DocketNumber: No. 18662.
Citation Numbers: 30 So. 2d 881, 1947 La. App. LEXIS 422
Judges: McBRIDE Judge.
Filed Date: 6/9/1947
Status: Precedential
Modified Date: 4/14/2017
Josue J. DeKerlegand brought this suit for workman's compensation, claiming 400 weeks for the loss of his left arm, under the permanent total disability clause of Act No. 20 of 1914, as amended. Act No. 242 of 1928, p. 357, § 8, subd. 1(b). His injury occurred during the course of his hazardous employment with Elie Stelly at the Washington Farmers Gin Company, Washington, Louisiana, on September 21, 1942. The suit is directed against Stelly's insurer, Car General Insurance Corporation, Ltd. Plaintiff was earning $15 per week and claims $9.75 weekly as compensation.
++++++
Problem set:
(A) In the workman's compensation opinion, translate this sentence into Spanish: "The suit is directed against Stelly's insurer, Car General Insurance Corporation, Ltd."
(B) According to the workman's compensation opinion, how much was the plaintiff earning per week?
(C) Carry on the workman's compensation opinion, picking up after its last sentence.
++++++
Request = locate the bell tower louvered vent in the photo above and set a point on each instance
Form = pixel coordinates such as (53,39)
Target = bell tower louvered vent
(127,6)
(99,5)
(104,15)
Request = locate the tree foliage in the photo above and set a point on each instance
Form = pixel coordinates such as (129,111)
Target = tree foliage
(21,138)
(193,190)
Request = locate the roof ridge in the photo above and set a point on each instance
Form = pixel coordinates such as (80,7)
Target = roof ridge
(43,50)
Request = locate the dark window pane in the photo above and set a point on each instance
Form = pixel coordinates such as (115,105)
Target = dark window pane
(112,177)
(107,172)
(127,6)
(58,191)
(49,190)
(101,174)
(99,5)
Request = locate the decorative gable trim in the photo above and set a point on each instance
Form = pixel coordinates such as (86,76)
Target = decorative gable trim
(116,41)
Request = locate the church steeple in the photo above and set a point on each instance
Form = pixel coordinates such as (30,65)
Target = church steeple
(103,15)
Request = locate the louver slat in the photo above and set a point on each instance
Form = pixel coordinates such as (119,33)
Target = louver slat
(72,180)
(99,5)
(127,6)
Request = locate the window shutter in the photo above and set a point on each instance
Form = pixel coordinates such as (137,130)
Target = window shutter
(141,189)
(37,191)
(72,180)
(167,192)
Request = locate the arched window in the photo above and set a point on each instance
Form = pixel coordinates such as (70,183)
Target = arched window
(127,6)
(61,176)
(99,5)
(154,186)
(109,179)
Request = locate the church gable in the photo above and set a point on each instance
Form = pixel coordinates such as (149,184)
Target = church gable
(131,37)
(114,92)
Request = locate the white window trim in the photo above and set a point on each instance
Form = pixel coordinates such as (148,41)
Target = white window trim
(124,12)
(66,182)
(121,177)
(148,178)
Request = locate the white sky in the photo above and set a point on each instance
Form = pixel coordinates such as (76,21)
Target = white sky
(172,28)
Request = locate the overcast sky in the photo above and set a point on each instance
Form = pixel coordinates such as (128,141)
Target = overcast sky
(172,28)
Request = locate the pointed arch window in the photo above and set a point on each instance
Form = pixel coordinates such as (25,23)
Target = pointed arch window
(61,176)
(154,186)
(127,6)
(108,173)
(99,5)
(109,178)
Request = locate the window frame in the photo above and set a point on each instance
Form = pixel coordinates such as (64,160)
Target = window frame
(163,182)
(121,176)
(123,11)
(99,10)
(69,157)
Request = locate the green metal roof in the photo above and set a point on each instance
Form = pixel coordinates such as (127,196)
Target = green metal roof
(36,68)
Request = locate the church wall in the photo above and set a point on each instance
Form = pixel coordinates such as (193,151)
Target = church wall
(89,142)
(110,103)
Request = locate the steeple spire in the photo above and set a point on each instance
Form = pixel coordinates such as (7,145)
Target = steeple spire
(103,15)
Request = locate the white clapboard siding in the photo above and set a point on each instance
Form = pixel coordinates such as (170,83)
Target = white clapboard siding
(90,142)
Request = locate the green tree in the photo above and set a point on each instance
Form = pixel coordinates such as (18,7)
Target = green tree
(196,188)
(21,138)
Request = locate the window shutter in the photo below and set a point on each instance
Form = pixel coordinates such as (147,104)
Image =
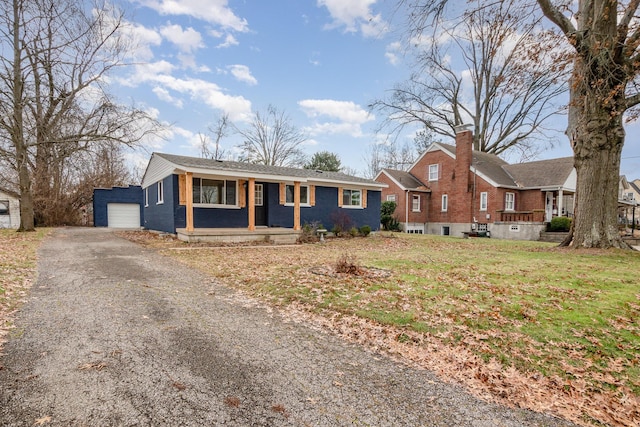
++++++
Final answers:
(A) La demanda se dirige contra la aseguradora de Stelly, Car General Insurance Corporation, Ltd.

(B) $15 per week.

(C)
The defense was made that cotton gin work was not the only kind of work plaintiff was able to perform by virtue of his education, status in life or training, and that he cannot be classified as a cotton gin workman by trade. Defendant alleges that since the injury plaintiff has been gainfully employed and is presently earning more than he did before the accident. It is defendant's contention that DeKerlegand is entitled to 200 weeks compensation under Section 8, subd. 1(d) 6 of the act, Act No. 242 of 1928, p. 357, subject to a credit of 196 weeks representing the compensation paid to him before the commencement of the suit.
The District Court considered plaintiff permanently and totally disabled and awarded him 400 weeks compensation, subject to the above-mentioned credit. The defendant has taken this appeal.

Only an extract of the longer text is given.